Region pointing data:
*** Begin section ***

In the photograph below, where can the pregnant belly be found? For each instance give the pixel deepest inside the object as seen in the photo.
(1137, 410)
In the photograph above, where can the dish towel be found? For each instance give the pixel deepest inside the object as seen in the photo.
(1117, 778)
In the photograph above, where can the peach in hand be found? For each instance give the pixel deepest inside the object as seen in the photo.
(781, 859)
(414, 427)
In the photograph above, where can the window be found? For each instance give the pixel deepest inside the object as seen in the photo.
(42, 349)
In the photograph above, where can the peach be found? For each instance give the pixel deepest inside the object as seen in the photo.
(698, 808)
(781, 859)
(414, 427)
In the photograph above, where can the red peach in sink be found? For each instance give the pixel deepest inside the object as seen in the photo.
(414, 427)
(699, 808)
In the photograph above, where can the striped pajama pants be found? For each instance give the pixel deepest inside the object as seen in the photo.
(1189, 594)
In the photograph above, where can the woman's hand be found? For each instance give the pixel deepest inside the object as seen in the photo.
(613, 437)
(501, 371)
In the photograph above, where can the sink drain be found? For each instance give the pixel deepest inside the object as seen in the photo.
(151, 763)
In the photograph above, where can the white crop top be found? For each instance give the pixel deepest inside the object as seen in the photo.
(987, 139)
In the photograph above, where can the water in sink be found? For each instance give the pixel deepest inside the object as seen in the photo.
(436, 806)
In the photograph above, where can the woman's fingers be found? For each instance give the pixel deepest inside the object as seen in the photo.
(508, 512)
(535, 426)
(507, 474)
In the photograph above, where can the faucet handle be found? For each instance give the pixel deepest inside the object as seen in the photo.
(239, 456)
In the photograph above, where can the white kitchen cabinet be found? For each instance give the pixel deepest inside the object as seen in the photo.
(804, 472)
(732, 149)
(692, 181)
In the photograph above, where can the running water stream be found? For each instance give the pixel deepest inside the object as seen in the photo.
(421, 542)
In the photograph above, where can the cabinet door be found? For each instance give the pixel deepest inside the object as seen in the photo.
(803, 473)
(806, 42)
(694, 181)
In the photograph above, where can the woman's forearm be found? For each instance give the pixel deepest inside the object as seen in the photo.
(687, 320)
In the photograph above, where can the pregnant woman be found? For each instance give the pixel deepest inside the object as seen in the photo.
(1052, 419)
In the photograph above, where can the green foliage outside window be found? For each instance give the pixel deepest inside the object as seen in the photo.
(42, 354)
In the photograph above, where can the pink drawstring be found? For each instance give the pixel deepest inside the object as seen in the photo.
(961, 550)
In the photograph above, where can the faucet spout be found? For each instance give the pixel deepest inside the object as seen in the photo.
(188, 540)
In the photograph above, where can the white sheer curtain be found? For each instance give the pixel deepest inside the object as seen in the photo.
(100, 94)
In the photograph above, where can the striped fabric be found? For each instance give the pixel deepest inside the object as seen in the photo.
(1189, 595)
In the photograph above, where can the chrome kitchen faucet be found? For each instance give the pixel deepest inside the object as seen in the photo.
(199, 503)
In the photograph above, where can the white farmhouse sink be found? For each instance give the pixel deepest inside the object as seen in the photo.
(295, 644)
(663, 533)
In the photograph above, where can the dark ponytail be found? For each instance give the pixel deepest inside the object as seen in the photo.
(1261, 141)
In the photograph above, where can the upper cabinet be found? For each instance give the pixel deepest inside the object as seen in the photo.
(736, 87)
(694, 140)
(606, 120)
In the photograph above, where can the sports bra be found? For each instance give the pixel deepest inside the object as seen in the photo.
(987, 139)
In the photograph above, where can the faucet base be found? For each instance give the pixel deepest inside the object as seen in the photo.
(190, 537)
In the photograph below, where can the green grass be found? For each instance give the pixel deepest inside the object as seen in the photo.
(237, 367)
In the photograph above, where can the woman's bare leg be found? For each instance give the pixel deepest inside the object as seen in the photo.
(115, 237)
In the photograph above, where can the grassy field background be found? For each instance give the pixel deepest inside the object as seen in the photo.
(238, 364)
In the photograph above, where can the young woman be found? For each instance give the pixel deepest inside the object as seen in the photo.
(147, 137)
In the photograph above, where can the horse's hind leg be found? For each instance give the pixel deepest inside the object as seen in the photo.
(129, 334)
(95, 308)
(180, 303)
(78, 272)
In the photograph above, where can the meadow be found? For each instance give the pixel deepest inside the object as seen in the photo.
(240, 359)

*** End section ***

### [Work instruction]
Transcribe the records in full, word for word.

### [Finished exercise]
In the photograph below, where can the pregnant belly be found? For each instance give the pixel deepest inside the object as seen in the photo.
(1137, 410)
In the photograph above, where can the dish towel be found? For each instance give the pixel deepest inside the object as seen in the photo.
(1117, 778)
In the photograph above, where can the peach in hand be found? For each instance give the pixel deepest inside the object as seen in the photo.
(781, 859)
(414, 427)
In the photograph above, where can the window be found? For each instance give the pixel deepest inside the object as seen in the photo.
(42, 349)
In the photograph above, where can the peach be found? For each instance give the pixel deepest inside the object as seen in the photo.
(698, 808)
(781, 859)
(414, 427)
In the photograph above, where can the red peach in sink be found? For each instance give the pixel deepest inside the object as seen in the photo.
(414, 427)
(699, 808)
In the photograph above, where can the striped pajama pants be found? For each instance give the pixel deepest inside the object as seen in the photo.
(1189, 594)
In the photograph above, where can the woman's hand be found? For each instance give the pixel deepest inside the object as seen in the photo.
(613, 437)
(501, 371)
In the photograph above, where can the sink drain be found? For each instance give the pixel deepest inside the object as seen in the photo.
(151, 763)
In the photograph above, where can the white crop top be found? For each instance give the pixel deepest inside the object as seen in the photo.
(987, 139)
In the photograph above, where can the water in sink be found? For each instance give the pixel deepest inside the object as seen in the photo.
(436, 806)
In the photograph above, where can the woman's fingers be found? For each instance give the pixel deepest inside the object as seen in the photo.
(508, 512)
(535, 426)
(507, 474)
In the photograph above, where can the faucet handle be found? For each instance give the pixel deepest inside the object as seen in the photo.
(239, 456)
In the photograph above, where can the white kitchen cabinet be found? For each instance give the pixel deepest inside the object as seen in the photo.
(804, 472)
(732, 149)
(692, 181)
In the photograph above, where can the running water stream be found? For each instance give the pixel deepest inside the object as seen in the photo.
(421, 542)
In the photograph above, where can the cabinet door be found? For each instance give the pixel deepest inside the object as seen in the photo.
(803, 473)
(806, 42)
(694, 181)
In the photograph above, where can the woman's forearm be found? For each instance give the pixel deepest inside the object as seen in the photo.
(687, 320)
In the photograph above, where can the pregnant woman be found? For each instance give the pixel deepest inside the object as seen in the photo.
(1052, 419)
In the photograph above, where can the green foliage outside window be found? For each instance give the pixel deepest inside the object as seen in the photo.
(42, 354)
In the photograph above, where can the pink drawstring be found? For each instance give the pixel deepest inside the object as seen in the photo.
(961, 550)
In the photograph above, where can the faucet spout be found? For each instance give the pixel deepest inside the object as seen in the photo.
(188, 540)
In the photograph above, where can the white sheer curtain be found? For each instance give the pixel deepest inside the object as seen in the photo.
(100, 94)
In the photograph above, where can the striped fabric be found? For each instance give the pixel deepest inside the object as seen in the photo.
(1189, 595)
In the photograph above, where can the chrome kitchen faucet be found? For each instance give the pixel deepest inside the object as seen in the photo.
(199, 503)
In the photograph above, where can the white farmhouse sink be found? For each instance give the pixel deepest inside the object as seen in the photo.
(295, 644)
(663, 533)
In the photograph above, where can the dark ponytail be found? For each instance give the pixel deepest inside the object as seen in the photo.
(1261, 141)
In the photograph above, where can the upper cabinet be found? For each instance give the pixel deepest inside the object as seen in the photo.
(736, 87)
(694, 140)
(606, 120)
In the photograph above, where can the sports bra be found? For each instance give the pixel deepest inside the object as seen in the photo.
(987, 139)
In the photograph above, where can the faucet base be found? For each instance give the pixel deepest inside the object as seen in the photo.
(190, 537)
In the photograph below, where can the green grass be found? For each instance give the pixel deepest inside the object as seen in the photo.
(237, 367)
In the photograph above, where can the woman's bare leg be found? For each instance give the pixel deepest inside the object as seen in the photo.
(115, 237)
In the photograph above, where can the grassy field background be found? For each instance give the pixel deepest inside the object as seen in the photo.
(238, 364)
In the photograph above, where can the young woman be found? For each instance give the pixel deepest inside the object as seen in the photo.
(147, 137)
In the photograph above, where can the horse's hind leg be found? For each instance give the pixel deepest inside the object as seen in the photo.
(129, 334)
(95, 308)
(180, 303)
(78, 272)
In the photograph above, where can the meadow be found? For each instance give the pixel deepest inside the object as seen in the photo.
(240, 359)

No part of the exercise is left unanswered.